Written exercise:
Please copy the listing below word for word, omitting the pictures.

(Pointing records)
────────────────

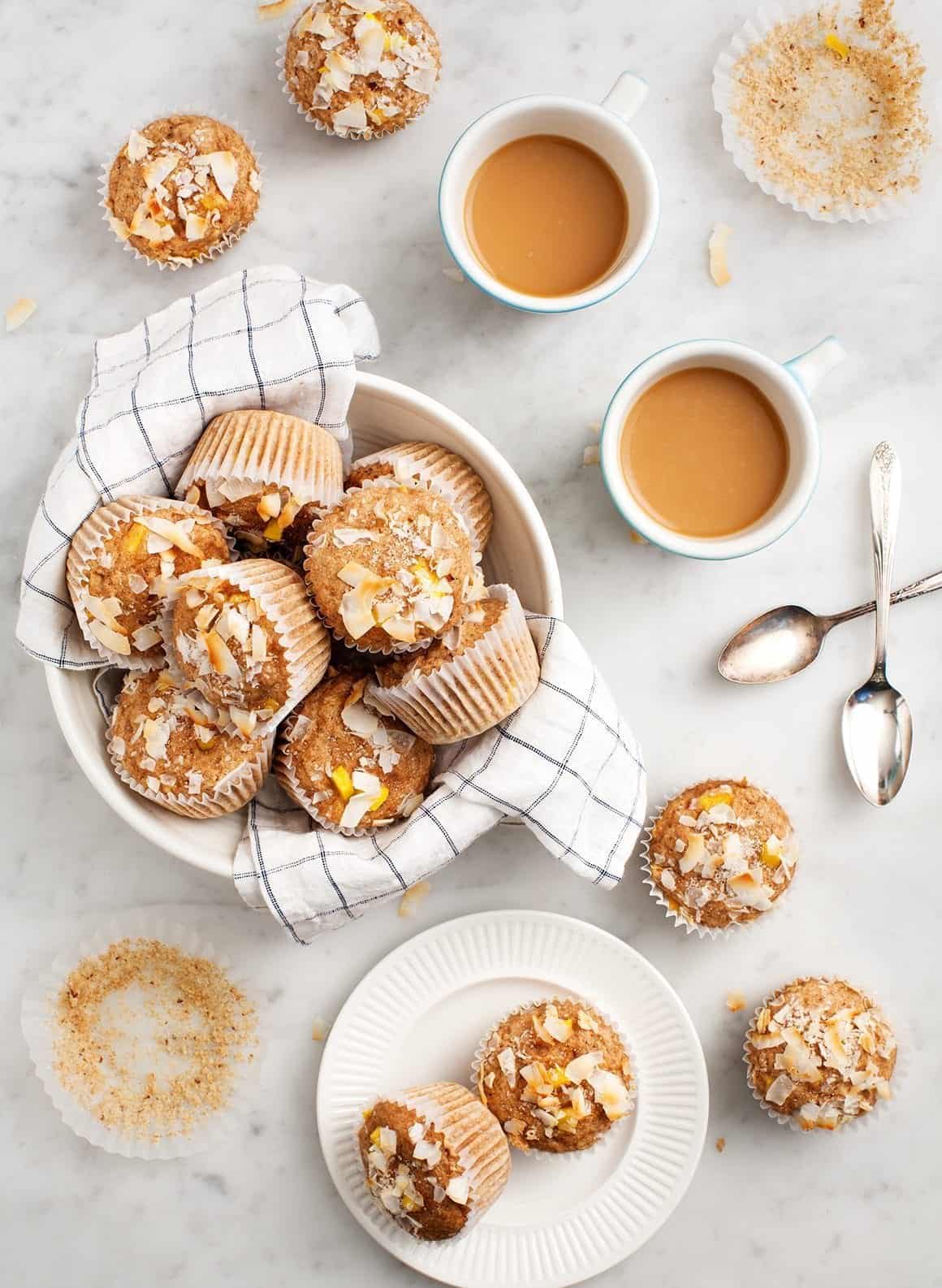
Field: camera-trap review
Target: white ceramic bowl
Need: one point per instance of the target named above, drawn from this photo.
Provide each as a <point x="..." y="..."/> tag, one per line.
<point x="518" y="553"/>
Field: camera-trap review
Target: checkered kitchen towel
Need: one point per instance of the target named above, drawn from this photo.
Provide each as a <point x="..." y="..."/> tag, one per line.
<point x="261" y="338"/>
<point x="566" y="765"/>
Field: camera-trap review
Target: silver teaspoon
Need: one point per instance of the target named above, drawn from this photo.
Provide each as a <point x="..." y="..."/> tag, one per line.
<point x="876" y="725"/>
<point x="784" y="641"/>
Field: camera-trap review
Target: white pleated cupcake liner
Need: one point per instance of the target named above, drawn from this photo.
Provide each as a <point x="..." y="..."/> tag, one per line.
<point x="891" y="206"/>
<point x="473" y="692"/>
<point x="447" y="474"/>
<point x="476" y="1166"/>
<point x="305" y="642"/>
<point x="283" y="768"/>
<point x="37" y="1018"/>
<point x="283" y="457"/>
<point x="682" y="923"/>
<point x="487" y="1045"/>
<point x="896" y="1081"/>
<point x="393" y="646"/>
<point x="87" y="547"/>
<point x="232" y="793"/>
<point x="179" y="261"/>
<point x="356" y="136"/>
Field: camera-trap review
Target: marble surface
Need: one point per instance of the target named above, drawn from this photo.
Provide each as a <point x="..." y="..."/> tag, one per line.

────────────────

Response below:
Field: camera-trap review
Target: white ceramic bowl
Need: one point per instance of the target named above, drawn from this photo.
Provide each as a <point x="..." y="..."/> tag, one per line.
<point x="518" y="553"/>
Field: camera-trap review
Target: checkered kitchen towel
Need: one point per instance of the target named above, drawn from this photo.
Provide each as a <point x="..." y="..."/> tag, one per line.
<point x="261" y="338"/>
<point x="566" y="765"/>
Field: camera-trap review
Target: silver teaspoon
Need: one point per instance of the target named above, drawn from this photo.
Provide each as a <point x="..." y="..."/> tag, one per line.
<point x="876" y="725"/>
<point x="784" y="641"/>
Field: camera-trap review
Target: white pleated cupcake liner
Need: one point per instance of the target named above, drawn from this photo.
Provide each as a <point x="..." y="..."/> tag, one per line.
<point x="891" y="206"/>
<point x="473" y="692"/>
<point x="447" y="474"/>
<point x="476" y="1166"/>
<point x="305" y="642"/>
<point x="283" y="768"/>
<point x="37" y="1018"/>
<point x="283" y="457"/>
<point x="682" y="923"/>
<point x="487" y="1045"/>
<point x="896" y="1081"/>
<point x="393" y="646"/>
<point x="87" y="547"/>
<point x="232" y="793"/>
<point x="179" y="261"/>
<point x="356" y="136"/>
Field: camera-trap review
Target: marble surface
Need: one point per instance of the target named above, drawn from this photo.
Provide each as a <point x="..." y="..."/> tag, one per line.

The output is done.